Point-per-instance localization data
------------------------------------------------------------------------

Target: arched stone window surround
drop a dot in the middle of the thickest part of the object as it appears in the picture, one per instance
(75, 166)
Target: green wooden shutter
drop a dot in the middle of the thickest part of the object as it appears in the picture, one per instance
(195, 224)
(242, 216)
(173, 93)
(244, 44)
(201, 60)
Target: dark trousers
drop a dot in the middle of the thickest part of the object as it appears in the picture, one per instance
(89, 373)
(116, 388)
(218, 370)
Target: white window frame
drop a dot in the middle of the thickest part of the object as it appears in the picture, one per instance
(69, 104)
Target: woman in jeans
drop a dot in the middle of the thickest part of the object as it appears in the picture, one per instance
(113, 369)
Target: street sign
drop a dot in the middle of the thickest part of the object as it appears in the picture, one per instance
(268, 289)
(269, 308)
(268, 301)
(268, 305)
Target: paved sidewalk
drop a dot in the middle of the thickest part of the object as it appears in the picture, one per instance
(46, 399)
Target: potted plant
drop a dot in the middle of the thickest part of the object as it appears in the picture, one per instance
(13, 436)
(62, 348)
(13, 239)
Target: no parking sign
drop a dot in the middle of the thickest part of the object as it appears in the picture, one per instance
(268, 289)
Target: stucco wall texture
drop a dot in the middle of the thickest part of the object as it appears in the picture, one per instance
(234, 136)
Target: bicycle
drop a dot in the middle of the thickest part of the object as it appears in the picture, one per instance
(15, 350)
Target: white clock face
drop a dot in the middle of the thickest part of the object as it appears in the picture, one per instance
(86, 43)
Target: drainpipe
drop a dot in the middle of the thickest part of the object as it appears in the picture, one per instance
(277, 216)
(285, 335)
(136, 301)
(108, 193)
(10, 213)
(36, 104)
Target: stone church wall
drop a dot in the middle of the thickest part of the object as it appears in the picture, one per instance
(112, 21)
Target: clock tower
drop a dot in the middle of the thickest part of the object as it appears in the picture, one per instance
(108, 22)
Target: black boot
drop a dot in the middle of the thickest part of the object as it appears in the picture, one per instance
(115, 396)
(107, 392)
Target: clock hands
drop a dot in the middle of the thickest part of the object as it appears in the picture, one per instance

------------------------------------------------------------------------

Could you please reproduce each record exactly, leaving nothing out?

Task solution:
Target: arched stone window surround
drop a dot in the middle of the thickest part of the object as it appears in the picture, one per instance
(75, 166)
Target: green wooden shutter
drop a dot in the middle of the thickest part of the object as it appears in the picture, one per instance
(195, 224)
(242, 216)
(173, 93)
(244, 44)
(201, 60)
Target: dark trousers
drop a dot in the middle of the thickest part of the object as it appears in the picture, one per instance
(89, 373)
(116, 388)
(218, 370)
Target: white window frame
drop a dot in the middle of the thickest part of the object as it appears in the picture, one per instance
(69, 104)
Target: woman in jeans
drop a dot in the middle of the thickest part of the object as it appears in the picture, one per instance
(113, 369)
Target: street sign
drop a dot in the middle of the thickest part of the object as it appears in the picture, one per instance
(268, 289)
(269, 308)
(268, 301)
(268, 305)
Target: paved sidewalk
drop a dot in the middle of the thickest part of the object as it appears in the picture, one per instance
(46, 399)
Target: potted plant
drop a dot in the middle of the thickest part of the object as it appears in the picture, one per instance
(13, 436)
(62, 348)
(13, 239)
Target: no parking sign
drop a dot in the middle of the thickest part of the object as it appears in the picture, one per instance
(268, 289)
Target: stucco wall texture
drop a dot in the middle of the thickest part of the object as it appears in the picture, one per instance
(234, 136)
Target: bicycle
drop a dot in the middle of the thickest part of the object as it appears in the picture, one per instance
(15, 350)
Target: white clock face
drop a dot in the middle of the thickest part of the object as it appears in the picture, one per instance
(86, 43)
Target: drainpipe
drop a dot in the middle of the thickest part of the object as it appears in the picture, one per instance
(277, 216)
(285, 335)
(136, 301)
(108, 193)
(10, 213)
(36, 104)
Target: stone church wall
drop a dot in the middle of the thickest part of the object as it appears in the picture, one per instance
(112, 21)
Target: clock tower
drop a dot in the middle of the thickest part of the object as it appears in the picture, one per instance
(108, 22)
Target: black boot
drop a dot in the middle of the thickest part of the object as it appears in the picture, one per instance
(115, 396)
(107, 392)
Target: clock hands
drop a dot in the middle of the thickest part of the object as it appears in the picture, one per instance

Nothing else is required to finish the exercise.